When university President Wallace Loh visited the Middle East in April, he returned with some new additions. 

Loh signed academic partnerships with several universities in Israel and Jordan in an effort to globalize this university and strengthen its relationships with those institutions. 

Almost a year after the agreement, university students are able to learn with students at Tel Aviv University through video-conference software in an Israel studies class. 

“I was glad [for the collaboration] because of the connection,” said Paul Scham, visiting professor and Gildenhorn Institute for Israel Studies executive director. “I think for someone who teaches about Israel, the sense of connection is important in ways we don’t see, we don’t realize.”    

As the first effort in cohesion with the agreement to globalize the classroom, an 18-person  class — ISRL 359A: Israel Studies Global Classroom; Conflicts and Challenges in Israel 1948-1967 — launched this semester, allowing a professor in Tel Aviv to teach students in the city and at this university simultaneously.  

Scham, Gov. Martin O’Malley and Yoram Peri (professor and Gildenhorn Institute director) were all involved in the initial collaboration. This state and Israel already have close ties economically and socially, Peri said, but on his most recent trip, O’Malley wanted to incorporate an academic tie. 

“You open the door to wonderful new ideas of learning,” Peri said. “It’s the beginning of new higher education.“

While Scham and Peri organized the course on this campus and act as the facilitators, the official professor for the class is Anat Stern from Tel Aviv, who instructs from Israel.

::::::::::

STATED GOAL A —
Rewrite the records from the line containing "Practice. Place a marker on each instance of the dusty" through the end of the records, replacing "dusty ground" with "dry earth" and changing nothing else.
The article and the records are unrelated to each other.

Lines of data —
::::::::::

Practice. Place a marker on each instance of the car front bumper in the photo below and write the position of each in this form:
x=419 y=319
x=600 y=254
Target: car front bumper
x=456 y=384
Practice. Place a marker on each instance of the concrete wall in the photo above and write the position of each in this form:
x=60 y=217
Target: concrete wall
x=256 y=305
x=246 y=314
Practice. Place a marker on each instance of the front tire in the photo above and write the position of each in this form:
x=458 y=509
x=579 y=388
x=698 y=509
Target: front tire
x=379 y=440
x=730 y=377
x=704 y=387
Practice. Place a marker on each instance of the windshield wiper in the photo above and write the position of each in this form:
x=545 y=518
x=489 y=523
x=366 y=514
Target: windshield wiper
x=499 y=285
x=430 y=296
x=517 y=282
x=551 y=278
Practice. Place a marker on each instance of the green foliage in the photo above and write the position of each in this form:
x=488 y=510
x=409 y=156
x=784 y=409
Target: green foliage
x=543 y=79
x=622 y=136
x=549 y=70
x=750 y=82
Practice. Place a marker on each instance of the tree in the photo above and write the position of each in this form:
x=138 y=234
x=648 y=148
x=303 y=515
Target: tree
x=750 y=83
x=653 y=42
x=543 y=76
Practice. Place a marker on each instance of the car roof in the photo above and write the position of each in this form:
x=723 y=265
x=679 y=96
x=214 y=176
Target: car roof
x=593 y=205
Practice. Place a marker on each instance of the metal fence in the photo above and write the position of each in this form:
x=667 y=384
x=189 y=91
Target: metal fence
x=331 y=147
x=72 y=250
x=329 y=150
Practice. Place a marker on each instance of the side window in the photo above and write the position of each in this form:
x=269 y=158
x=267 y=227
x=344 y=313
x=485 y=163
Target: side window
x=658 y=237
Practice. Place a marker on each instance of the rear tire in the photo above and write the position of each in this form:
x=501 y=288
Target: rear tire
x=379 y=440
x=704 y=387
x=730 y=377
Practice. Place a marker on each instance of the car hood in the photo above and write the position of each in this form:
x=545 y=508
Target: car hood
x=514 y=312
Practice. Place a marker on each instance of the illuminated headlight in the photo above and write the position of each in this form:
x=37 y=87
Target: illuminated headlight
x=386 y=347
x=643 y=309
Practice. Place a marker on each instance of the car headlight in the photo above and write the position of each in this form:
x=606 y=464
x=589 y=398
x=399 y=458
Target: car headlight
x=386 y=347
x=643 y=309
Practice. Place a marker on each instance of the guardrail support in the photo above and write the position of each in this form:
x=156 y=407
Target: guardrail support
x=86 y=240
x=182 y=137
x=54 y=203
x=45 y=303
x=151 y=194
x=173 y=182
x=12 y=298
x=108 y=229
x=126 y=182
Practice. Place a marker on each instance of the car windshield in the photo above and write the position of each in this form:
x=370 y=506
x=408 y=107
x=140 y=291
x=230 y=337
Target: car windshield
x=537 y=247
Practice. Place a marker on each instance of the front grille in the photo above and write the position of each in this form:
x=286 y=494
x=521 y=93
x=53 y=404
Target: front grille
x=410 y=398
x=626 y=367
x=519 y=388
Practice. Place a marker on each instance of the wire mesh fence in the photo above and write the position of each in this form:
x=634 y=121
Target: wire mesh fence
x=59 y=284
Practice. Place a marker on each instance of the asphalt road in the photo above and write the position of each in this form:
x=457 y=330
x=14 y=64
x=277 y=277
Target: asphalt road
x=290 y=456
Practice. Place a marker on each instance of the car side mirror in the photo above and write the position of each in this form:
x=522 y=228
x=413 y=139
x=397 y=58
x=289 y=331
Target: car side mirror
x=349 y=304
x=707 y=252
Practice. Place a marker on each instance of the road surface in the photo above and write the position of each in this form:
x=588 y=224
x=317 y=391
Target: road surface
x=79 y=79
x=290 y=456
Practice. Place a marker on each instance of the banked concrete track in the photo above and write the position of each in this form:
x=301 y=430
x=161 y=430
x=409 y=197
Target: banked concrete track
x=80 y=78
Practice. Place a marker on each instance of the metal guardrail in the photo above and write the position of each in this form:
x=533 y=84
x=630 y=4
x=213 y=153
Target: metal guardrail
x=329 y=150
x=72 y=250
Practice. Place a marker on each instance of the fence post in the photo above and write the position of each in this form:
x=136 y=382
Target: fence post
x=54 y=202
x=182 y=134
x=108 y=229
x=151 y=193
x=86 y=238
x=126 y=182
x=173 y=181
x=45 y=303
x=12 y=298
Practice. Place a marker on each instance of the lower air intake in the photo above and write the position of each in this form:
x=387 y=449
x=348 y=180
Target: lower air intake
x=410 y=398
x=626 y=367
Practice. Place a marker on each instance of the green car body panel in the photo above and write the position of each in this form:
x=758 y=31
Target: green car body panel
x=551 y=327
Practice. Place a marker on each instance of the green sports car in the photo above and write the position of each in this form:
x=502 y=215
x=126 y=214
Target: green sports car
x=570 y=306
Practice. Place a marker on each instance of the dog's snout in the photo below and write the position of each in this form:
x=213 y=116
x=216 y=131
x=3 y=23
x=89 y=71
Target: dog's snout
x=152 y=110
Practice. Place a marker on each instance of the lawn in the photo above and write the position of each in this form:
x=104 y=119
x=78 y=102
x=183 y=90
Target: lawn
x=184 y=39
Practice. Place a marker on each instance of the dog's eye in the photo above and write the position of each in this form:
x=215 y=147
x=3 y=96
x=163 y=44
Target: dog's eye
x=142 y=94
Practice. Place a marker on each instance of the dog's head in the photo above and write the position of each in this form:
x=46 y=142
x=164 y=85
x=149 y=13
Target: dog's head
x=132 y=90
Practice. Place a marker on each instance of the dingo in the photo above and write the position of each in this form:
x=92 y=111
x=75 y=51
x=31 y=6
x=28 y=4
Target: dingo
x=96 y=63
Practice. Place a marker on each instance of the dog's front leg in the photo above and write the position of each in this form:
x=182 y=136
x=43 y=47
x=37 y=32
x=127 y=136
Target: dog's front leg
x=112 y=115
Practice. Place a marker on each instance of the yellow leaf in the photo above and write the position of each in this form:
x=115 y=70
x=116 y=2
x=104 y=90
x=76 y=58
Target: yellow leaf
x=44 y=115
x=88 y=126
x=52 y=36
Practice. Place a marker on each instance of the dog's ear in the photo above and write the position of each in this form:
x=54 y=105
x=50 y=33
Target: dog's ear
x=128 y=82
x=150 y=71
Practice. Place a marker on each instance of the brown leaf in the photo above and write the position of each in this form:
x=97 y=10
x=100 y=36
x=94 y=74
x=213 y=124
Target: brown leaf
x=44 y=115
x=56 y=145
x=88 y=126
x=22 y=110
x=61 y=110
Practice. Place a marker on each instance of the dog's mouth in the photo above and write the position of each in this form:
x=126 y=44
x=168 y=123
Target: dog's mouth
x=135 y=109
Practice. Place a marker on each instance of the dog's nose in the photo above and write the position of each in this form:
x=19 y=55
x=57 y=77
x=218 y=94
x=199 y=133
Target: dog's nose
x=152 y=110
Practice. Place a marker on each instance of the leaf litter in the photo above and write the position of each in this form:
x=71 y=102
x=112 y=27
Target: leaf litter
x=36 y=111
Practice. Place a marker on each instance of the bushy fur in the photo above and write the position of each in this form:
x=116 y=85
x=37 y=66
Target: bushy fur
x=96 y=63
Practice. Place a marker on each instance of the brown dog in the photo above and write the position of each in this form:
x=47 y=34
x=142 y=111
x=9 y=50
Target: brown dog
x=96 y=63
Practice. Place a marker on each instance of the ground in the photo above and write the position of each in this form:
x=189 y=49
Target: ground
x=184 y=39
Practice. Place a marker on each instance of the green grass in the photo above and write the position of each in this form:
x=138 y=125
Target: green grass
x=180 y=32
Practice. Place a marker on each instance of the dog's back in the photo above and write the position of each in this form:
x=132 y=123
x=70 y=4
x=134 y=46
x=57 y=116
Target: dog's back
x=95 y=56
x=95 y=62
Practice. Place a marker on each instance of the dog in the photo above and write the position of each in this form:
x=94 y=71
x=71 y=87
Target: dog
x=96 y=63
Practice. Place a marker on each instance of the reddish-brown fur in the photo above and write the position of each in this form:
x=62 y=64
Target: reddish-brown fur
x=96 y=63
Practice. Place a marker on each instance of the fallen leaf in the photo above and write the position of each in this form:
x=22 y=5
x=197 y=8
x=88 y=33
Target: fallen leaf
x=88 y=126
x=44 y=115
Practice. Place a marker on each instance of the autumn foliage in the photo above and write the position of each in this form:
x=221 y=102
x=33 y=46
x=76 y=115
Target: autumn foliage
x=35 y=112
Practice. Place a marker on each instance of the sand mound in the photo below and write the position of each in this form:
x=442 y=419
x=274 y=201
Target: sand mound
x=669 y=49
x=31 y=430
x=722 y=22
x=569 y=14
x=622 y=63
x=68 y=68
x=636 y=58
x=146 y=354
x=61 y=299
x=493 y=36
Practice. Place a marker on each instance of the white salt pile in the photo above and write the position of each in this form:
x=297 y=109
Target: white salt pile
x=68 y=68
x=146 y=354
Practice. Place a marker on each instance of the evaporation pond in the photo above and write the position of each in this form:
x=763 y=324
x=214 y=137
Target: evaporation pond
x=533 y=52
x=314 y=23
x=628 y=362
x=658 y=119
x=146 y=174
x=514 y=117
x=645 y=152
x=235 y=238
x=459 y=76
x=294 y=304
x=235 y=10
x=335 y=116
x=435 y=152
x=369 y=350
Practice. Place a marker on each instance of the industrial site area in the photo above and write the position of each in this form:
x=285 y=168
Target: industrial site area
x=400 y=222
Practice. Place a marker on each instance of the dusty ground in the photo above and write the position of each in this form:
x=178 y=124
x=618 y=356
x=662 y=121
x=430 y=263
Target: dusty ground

::::::::::

STATED GOAL B —
According to the article, who is the official professor for the Israel studies global classroom course?

RIGHT ANSWER A —
Practice. Place a marker on each instance of the dry earth in the photo above and write the position of each in this form:
x=178 y=124
x=618 y=356
x=662 y=121
x=430 y=263
Target: dry earth

RIGHT ANSWER B —
Anat Stern from Tel Aviv, who instructs from Israel.